**TASK DIRECTIONS:**
Rewrite the lines below as a numbered list, leaving out any blank lines.

*** DATA FOR THIS EXERCISE

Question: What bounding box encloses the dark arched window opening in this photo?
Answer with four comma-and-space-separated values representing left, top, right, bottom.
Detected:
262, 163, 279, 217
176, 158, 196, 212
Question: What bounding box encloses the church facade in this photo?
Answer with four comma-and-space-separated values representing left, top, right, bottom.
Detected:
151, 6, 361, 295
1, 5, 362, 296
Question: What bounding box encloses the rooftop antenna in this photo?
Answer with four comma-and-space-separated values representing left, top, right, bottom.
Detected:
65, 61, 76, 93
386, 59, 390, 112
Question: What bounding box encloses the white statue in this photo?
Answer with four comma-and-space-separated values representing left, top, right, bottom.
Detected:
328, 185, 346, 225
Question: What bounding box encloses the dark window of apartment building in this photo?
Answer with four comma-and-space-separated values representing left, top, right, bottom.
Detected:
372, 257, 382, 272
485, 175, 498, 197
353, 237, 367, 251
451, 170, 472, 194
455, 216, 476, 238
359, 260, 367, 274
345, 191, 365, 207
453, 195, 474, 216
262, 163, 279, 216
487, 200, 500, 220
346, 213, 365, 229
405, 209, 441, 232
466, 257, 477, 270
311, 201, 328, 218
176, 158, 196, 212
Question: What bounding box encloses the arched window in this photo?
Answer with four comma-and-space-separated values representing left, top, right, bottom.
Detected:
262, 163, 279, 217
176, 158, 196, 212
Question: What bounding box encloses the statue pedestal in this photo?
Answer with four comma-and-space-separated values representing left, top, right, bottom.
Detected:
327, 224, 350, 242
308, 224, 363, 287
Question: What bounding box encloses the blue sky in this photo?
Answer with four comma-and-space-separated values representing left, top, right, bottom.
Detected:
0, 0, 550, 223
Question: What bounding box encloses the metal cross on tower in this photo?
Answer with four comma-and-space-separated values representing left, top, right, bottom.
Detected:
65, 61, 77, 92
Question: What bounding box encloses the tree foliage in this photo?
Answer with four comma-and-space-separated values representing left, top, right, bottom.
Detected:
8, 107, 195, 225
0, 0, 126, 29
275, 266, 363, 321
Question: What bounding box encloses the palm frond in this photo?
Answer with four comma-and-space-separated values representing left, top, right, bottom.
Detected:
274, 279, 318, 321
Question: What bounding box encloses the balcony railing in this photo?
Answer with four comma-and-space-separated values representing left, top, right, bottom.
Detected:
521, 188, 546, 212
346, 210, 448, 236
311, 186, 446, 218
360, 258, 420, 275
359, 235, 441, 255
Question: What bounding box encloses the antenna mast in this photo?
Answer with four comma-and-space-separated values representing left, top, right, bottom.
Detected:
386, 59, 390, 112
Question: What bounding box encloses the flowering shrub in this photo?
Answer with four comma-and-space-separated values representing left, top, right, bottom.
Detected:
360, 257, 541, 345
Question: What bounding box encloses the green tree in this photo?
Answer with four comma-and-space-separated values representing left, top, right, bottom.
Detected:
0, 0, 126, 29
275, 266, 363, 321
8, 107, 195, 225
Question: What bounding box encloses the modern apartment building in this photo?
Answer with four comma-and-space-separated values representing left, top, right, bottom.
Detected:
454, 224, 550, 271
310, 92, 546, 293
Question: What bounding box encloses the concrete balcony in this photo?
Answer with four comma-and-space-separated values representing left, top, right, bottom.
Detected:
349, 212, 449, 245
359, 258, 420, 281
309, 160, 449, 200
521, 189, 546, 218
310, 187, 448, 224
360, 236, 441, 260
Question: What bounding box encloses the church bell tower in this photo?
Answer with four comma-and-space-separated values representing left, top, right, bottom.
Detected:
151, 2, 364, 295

******

**WRITTEN RESPONSE:**
1. Question: What bounding box encloses the dark arched window opening in this photo?
2. Answer with four comma-and-space-separated values representing left, top, right, bottom.
3. Detected:
4. 262, 163, 279, 217
5. 176, 158, 196, 212
6. Question: What bounding box encloses the church facade in this photo?
7. Answer with four comma-and-space-separated values representing left, top, right, bottom.
8. Detected:
9. 151, 6, 361, 295
10. 1, 5, 362, 296
11. Question: What bounding box encloses the rooftop antenna in this photo?
12. Answer with four comma-and-space-separated values representing left, top, right, bottom.
13. Detected:
14. 65, 61, 76, 93
15. 386, 59, 390, 112
16. Question: What bounding box encloses the white statue in this photo?
17. Answer with four comma-and-space-separated values representing left, top, right, bottom.
18. Detected:
19. 328, 185, 346, 225
20. Question: What bounding box encloses the dark window of apartment building in this photo?
21. Answer with four comma-and-space-separated values representing left, top, right, bottom.
22. Detected:
23. 372, 257, 382, 272
24. 485, 175, 498, 197
25. 353, 237, 367, 251
26. 451, 170, 472, 194
27. 455, 216, 476, 238
28. 359, 260, 367, 274
29. 345, 191, 365, 207
30. 453, 195, 474, 216
31. 262, 163, 279, 216
32. 487, 200, 500, 220
33. 346, 213, 365, 229
34. 405, 209, 441, 232
35. 466, 257, 477, 270
36. 311, 201, 328, 218
37. 176, 158, 196, 212
38. Question: What bounding box encloses the arched window in this photo?
39. Answer with four comma-and-space-separated values representing left, top, right, bottom.
40. Detected:
41. 262, 163, 279, 217
42. 176, 158, 196, 212
43. Question: What bounding box encloses the statue pedestal in this photo?
44. Answer with four comma-and-space-separated values representing left, top, right, bottom.
45. Detected:
46. 327, 224, 350, 242
47. 308, 224, 363, 287
48. Question: What bounding box encloses the blue sky in this photo?
49. Answer with four comma-and-space-separated values representing left, top, right, bottom.
50. Detected:
51. 0, 0, 550, 223
52. Question: What bounding box encloses the metal cross on tower in this photo?
53. Answer with four comma-and-space-separated values representing left, top, right, bottom.
54. Detected:
55. 65, 61, 77, 92
56. Question: What bounding box encloses the tree foliage in this photo?
57. Answer with four comma-and-space-separated values representing left, top, right, bottom.
58. Detected:
59. 8, 107, 195, 225
60. 0, 0, 126, 29
61. 275, 266, 363, 321
62. Question: What bounding box encloses the palm frond in this photo?
63. Answer with four comma-and-space-separated values representing left, top, right, bottom.
64. Detected:
65. 274, 279, 318, 321
66. Question: What bounding box encloses the balcony railing in this photo?
67. Answer with four comma-and-space-separated values representing left, top, right, bottom.
68. Detected:
69. 521, 188, 546, 212
70. 346, 210, 448, 236
71. 311, 186, 446, 218
72. 360, 258, 420, 275
73. 359, 235, 441, 255
74. Question: What bounding box encloses the antenna mast in this photo?
75. Answer with four comma-and-space-separated values representing left, top, right, bottom.
76. Detected:
77. 386, 59, 390, 112
78. Question: What bounding box encloses the flowering shrub in this photo?
79. Answer with four comma-and-space-separated values representing left, top, right, bottom.
80. Detected:
81. 360, 257, 541, 345
82. Question: What bounding box encloses the green tree in this photo?
83. Answer with four comma-and-space-separated values representing left, top, right, bottom.
84. Detected:
85. 0, 0, 126, 29
86. 275, 266, 363, 321
87. 8, 107, 195, 225
88. Question: What bounding box encloses the modern apartment building in this photo?
89. Answer with four comma-and-space-separated values representing left, top, right, bottom.
90. Detected:
91. 454, 224, 550, 271
92. 310, 92, 546, 293
93. Question: What bounding box encloses the concrete balcony in this photo?
94. Answer with four comma-and-space-separated values representing left, top, right, bottom.
95. Detected:
96. 349, 212, 449, 245
97. 359, 258, 420, 281
98. 309, 160, 449, 200
99. 521, 189, 546, 218
100. 310, 187, 448, 224
101. 360, 236, 441, 260
102. Question: What bounding box encloses the church bell tower in this photo?
103. Answer with four comma-and-space-separated values representing left, top, right, bottom.
104. Detected:
105. 151, 2, 364, 295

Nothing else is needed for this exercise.